⟨

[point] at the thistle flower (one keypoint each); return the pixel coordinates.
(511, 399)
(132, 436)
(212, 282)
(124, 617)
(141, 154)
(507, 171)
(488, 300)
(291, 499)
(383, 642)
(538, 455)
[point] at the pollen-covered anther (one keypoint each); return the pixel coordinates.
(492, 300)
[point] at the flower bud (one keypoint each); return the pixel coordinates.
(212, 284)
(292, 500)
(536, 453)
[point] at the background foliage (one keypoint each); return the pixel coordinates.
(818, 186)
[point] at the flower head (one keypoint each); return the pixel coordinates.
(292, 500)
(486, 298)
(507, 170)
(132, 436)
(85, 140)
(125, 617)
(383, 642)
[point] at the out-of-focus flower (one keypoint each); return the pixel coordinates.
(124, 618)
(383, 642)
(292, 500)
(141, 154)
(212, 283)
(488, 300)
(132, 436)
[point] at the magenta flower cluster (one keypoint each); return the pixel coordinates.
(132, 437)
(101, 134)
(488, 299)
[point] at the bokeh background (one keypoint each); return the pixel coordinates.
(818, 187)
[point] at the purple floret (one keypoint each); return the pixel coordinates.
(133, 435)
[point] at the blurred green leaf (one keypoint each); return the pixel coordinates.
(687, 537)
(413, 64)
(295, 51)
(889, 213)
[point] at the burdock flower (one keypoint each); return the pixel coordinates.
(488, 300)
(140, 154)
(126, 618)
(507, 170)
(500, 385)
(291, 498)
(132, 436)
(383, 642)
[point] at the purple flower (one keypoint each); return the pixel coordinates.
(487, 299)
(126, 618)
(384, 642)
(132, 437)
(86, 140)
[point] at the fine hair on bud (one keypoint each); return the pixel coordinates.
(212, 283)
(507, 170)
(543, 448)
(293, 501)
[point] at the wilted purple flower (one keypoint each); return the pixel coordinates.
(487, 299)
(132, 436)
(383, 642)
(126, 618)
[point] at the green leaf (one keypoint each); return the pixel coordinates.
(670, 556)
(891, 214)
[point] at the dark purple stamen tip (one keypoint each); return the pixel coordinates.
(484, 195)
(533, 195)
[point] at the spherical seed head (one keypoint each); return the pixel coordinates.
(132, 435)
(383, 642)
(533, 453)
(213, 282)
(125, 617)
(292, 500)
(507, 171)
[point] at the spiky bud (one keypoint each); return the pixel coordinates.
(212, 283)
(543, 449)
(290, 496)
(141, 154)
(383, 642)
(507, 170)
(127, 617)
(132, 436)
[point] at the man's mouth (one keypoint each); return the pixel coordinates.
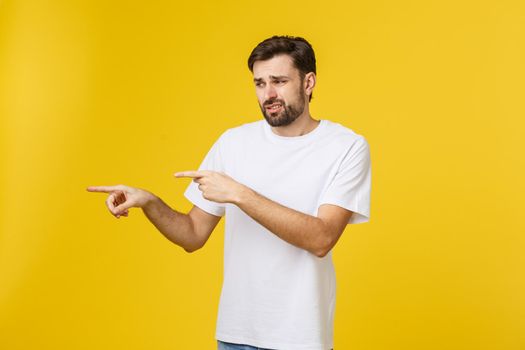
(274, 107)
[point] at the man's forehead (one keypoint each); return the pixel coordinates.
(281, 65)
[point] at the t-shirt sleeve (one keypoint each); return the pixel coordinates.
(350, 187)
(213, 161)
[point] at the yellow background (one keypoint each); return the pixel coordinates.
(107, 92)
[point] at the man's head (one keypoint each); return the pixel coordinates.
(284, 75)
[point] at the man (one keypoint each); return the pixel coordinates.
(288, 186)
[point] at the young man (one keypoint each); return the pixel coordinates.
(288, 186)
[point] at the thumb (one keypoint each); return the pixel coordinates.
(121, 209)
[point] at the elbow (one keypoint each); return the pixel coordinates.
(322, 252)
(193, 247)
(324, 247)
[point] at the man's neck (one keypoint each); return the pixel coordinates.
(301, 126)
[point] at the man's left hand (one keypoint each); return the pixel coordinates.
(215, 186)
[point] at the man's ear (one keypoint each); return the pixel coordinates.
(309, 83)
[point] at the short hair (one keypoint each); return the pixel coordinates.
(300, 50)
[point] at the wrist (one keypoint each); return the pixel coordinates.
(149, 200)
(243, 195)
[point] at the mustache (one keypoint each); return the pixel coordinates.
(272, 101)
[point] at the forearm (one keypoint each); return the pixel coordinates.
(175, 226)
(301, 230)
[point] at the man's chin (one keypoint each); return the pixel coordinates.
(276, 120)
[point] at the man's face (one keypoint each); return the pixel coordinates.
(279, 89)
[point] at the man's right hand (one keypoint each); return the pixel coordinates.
(121, 198)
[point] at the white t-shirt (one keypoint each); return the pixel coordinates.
(276, 295)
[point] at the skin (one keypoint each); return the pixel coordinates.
(278, 80)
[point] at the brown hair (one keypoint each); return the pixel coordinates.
(297, 48)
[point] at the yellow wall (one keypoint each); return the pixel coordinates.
(99, 92)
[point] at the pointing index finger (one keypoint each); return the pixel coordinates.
(105, 189)
(191, 173)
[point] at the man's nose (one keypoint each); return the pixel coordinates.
(270, 92)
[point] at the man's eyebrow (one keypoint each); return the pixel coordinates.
(272, 77)
(278, 77)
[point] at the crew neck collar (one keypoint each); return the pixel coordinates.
(293, 139)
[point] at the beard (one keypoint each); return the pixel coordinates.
(287, 114)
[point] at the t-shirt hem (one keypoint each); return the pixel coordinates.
(359, 216)
(270, 345)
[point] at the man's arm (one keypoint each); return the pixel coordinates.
(317, 234)
(190, 231)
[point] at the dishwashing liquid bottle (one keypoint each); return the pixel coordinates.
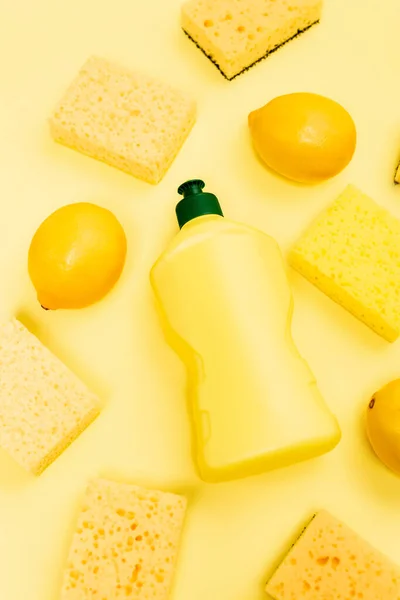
(226, 306)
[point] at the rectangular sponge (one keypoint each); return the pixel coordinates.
(351, 252)
(125, 119)
(43, 405)
(125, 545)
(236, 34)
(331, 561)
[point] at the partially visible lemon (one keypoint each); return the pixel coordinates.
(383, 424)
(76, 256)
(305, 137)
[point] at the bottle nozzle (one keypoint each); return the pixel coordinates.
(191, 187)
(195, 203)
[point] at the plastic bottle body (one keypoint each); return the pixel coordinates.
(227, 307)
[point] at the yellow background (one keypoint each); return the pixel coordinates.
(234, 531)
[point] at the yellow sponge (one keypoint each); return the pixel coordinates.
(125, 545)
(235, 35)
(397, 174)
(123, 118)
(351, 252)
(43, 405)
(331, 561)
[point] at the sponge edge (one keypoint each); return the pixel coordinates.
(329, 560)
(125, 544)
(351, 252)
(124, 118)
(236, 35)
(44, 407)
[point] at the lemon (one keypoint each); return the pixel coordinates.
(76, 256)
(305, 137)
(383, 424)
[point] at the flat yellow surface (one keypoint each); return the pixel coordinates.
(236, 531)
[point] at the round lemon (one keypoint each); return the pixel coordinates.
(76, 256)
(305, 137)
(383, 424)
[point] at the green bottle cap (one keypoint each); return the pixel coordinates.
(195, 203)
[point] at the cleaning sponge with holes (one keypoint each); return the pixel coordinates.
(43, 406)
(329, 560)
(352, 253)
(125, 545)
(235, 35)
(125, 119)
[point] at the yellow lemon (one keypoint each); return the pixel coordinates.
(383, 424)
(76, 256)
(305, 137)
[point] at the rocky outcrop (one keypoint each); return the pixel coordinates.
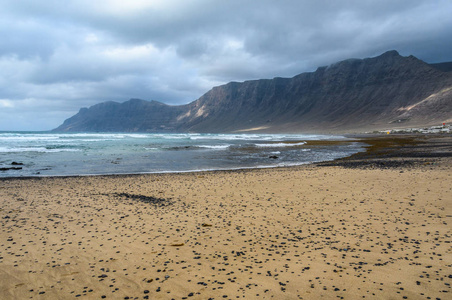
(354, 94)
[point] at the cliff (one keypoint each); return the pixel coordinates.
(351, 95)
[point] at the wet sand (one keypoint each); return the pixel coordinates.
(377, 225)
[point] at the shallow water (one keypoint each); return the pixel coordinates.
(61, 154)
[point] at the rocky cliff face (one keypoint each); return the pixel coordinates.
(353, 94)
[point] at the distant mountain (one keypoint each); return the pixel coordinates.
(351, 95)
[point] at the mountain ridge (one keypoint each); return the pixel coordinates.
(350, 95)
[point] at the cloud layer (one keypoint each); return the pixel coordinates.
(59, 56)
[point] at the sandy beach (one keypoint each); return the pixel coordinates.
(377, 225)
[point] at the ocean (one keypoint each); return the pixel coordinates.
(67, 154)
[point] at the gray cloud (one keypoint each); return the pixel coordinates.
(58, 56)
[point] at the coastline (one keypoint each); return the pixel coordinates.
(374, 225)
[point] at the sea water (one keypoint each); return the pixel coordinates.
(63, 154)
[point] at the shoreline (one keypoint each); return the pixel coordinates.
(377, 145)
(353, 229)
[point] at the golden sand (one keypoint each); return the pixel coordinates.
(296, 233)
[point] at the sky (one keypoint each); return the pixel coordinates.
(59, 56)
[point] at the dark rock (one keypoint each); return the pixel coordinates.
(352, 94)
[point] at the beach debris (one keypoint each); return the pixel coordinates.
(177, 244)
(146, 199)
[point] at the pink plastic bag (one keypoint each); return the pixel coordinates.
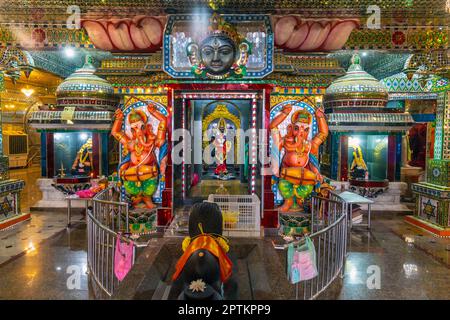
(123, 258)
(85, 193)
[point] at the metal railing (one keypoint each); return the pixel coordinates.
(329, 235)
(103, 224)
(328, 232)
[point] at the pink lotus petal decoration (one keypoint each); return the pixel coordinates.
(305, 35)
(140, 34)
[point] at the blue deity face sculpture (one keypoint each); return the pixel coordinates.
(218, 54)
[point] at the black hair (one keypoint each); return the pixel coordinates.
(210, 217)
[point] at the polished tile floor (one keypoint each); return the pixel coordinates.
(413, 264)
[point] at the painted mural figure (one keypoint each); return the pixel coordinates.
(299, 172)
(139, 170)
(221, 53)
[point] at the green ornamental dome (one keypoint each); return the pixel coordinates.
(86, 91)
(357, 89)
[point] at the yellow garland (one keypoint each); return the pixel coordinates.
(85, 146)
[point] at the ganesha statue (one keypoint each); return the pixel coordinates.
(141, 168)
(299, 174)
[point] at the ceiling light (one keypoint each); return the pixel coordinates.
(69, 52)
(27, 92)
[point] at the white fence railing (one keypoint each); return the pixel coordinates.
(103, 224)
(329, 235)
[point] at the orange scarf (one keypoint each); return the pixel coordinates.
(206, 242)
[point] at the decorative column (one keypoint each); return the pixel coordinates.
(433, 196)
(9, 188)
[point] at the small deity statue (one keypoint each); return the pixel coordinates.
(358, 169)
(139, 170)
(220, 53)
(299, 172)
(83, 163)
(221, 147)
(204, 271)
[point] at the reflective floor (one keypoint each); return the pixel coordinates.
(412, 264)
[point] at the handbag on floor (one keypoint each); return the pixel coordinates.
(123, 258)
(301, 262)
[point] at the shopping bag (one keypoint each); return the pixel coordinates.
(123, 258)
(303, 262)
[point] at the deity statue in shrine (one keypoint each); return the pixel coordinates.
(299, 173)
(83, 162)
(221, 147)
(139, 170)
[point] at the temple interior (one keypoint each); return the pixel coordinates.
(225, 150)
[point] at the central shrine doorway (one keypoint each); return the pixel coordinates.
(218, 151)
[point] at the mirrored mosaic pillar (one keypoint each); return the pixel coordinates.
(433, 196)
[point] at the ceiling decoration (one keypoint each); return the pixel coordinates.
(59, 64)
(356, 90)
(48, 9)
(139, 34)
(379, 64)
(84, 90)
(295, 34)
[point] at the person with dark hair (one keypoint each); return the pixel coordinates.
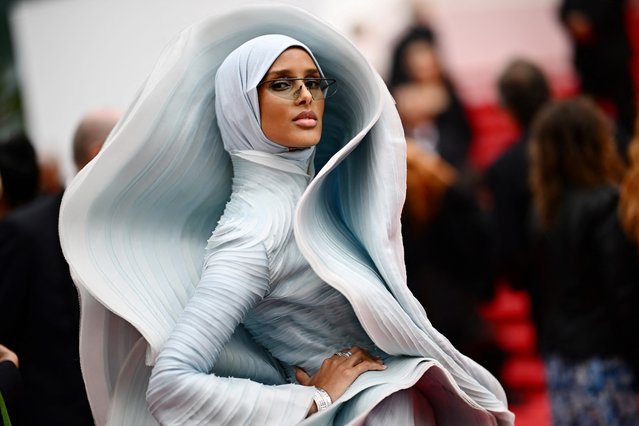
(602, 54)
(18, 173)
(39, 307)
(448, 269)
(431, 111)
(253, 290)
(523, 90)
(588, 267)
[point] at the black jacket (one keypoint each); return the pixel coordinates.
(590, 279)
(39, 315)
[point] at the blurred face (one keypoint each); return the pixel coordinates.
(421, 62)
(293, 123)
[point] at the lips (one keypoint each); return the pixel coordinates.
(306, 119)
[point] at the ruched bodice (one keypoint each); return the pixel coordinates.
(301, 320)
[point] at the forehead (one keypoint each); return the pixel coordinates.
(293, 59)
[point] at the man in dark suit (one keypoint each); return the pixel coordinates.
(602, 54)
(39, 304)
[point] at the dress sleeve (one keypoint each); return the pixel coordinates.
(182, 389)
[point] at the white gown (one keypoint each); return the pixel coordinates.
(133, 228)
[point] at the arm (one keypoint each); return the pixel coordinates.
(181, 388)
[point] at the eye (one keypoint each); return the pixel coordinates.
(280, 85)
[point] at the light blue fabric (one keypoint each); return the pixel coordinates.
(236, 102)
(134, 225)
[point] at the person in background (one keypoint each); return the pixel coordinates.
(275, 323)
(448, 266)
(629, 215)
(428, 104)
(39, 307)
(18, 173)
(523, 90)
(602, 55)
(588, 267)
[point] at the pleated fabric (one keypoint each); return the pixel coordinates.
(134, 227)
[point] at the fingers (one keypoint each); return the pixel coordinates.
(354, 356)
(302, 376)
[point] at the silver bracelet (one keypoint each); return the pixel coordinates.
(322, 399)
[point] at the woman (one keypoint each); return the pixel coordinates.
(269, 306)
(431, 111)
(589, 270)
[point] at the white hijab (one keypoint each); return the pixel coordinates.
(237, 103)
(134, 221)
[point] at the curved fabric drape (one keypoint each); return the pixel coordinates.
(135, 221)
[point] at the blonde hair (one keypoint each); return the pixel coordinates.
(572, 145)
(629, 190)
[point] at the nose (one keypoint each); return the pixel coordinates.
(304, 96)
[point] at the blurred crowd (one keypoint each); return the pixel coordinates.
(555, 215)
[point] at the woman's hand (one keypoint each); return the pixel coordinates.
(338, 372)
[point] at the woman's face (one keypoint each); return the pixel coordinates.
(293, 123)
(421, 62)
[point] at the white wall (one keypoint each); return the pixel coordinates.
(75, 55)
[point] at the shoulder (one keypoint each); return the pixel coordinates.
(39, 213)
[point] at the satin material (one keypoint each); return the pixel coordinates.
(134, 225)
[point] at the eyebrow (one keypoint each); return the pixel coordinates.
(281, 73)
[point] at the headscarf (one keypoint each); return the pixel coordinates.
(134, 222)
(237, 104)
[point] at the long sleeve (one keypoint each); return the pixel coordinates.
(182, 388)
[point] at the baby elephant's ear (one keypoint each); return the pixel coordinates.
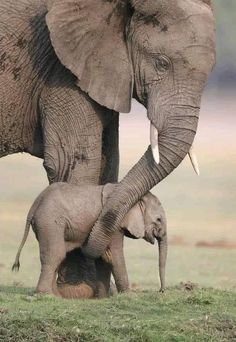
(134, 222)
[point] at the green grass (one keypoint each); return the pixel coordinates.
(198, 209)
(178, 315)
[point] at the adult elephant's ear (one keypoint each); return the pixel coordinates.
(89, 39)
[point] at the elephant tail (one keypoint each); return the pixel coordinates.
(16, 265)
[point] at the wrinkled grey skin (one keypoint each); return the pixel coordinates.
(62, 83)
(62, 217)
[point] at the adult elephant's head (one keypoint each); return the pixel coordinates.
(158, 51)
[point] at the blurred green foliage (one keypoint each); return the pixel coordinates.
(225, 70)
(225, 12)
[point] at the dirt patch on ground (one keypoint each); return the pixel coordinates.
(177, 240)
(216, 244)
(188, 286)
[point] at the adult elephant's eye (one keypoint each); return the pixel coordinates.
(162, 63)
(51, 173)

⟩

In the stretch from the line containing "[point] at the woman's face" through the end of the records, substitute "landmark" for every occurrence of "keypoint" and give only those lines, otherwise unchanged. Leave out the pictures.

◆ Answer to this problem ◆
[point] at the woman's face (one landmark each); return the pixel coordinates.
(293, 123)
(421, 62)
[point] at the white wall (one landmark each); return the pixel coordinates.
(75, 55)
[point] at the shoulder (one landmark each); return the pixel coordinates.
(39, 213)
[point] at the satin material (one landmark each); return the pixel coordinates.
(134, 225)
[point] at the eyebrow (one landmark each); return the pixel coordinates.
(281, 73)
[point] at the headscarf (one landmark each); return the pixel coordinates.
(134, 222)
(237, 104)
[point] at the long sleeve (one landmark each); return the pixel coordinates.
(182, 388)
[point] at the baby elephant's ear (one landmark each); return the pixel coordinates.
(134, 222)
[point] at the green grass (one landmark each); return the pixel coordinates.
(198, 209)
(178, 315)
[point] at the adult elephant's ear (one landmark each); return the pixel coordinates.
(89, 39)
[point] at the elephant tail (one landmark each); return the pixel coordinates.
(16, 265)
[point] at the wrinkled grey skin (one landmark each); return the pixel coordinates.
(62, 83)
(62, 217)
[point] at the adult elephant's head (one landmark each); return the pixel coordinates.
(158, 51)
[point] at the blurred green foliage (one landmark each); return the pixel coordinates.
(225, 70)
(225, 12)
[point] at the dirt patch on ground (one landmark each); return the pixel coordinates.
(177, 240)
(216, 244)
(188, 286)
[point] at the adult elephant's eye (one landmark each); return the pixel coordinates.
(162, 63)
(51, 173)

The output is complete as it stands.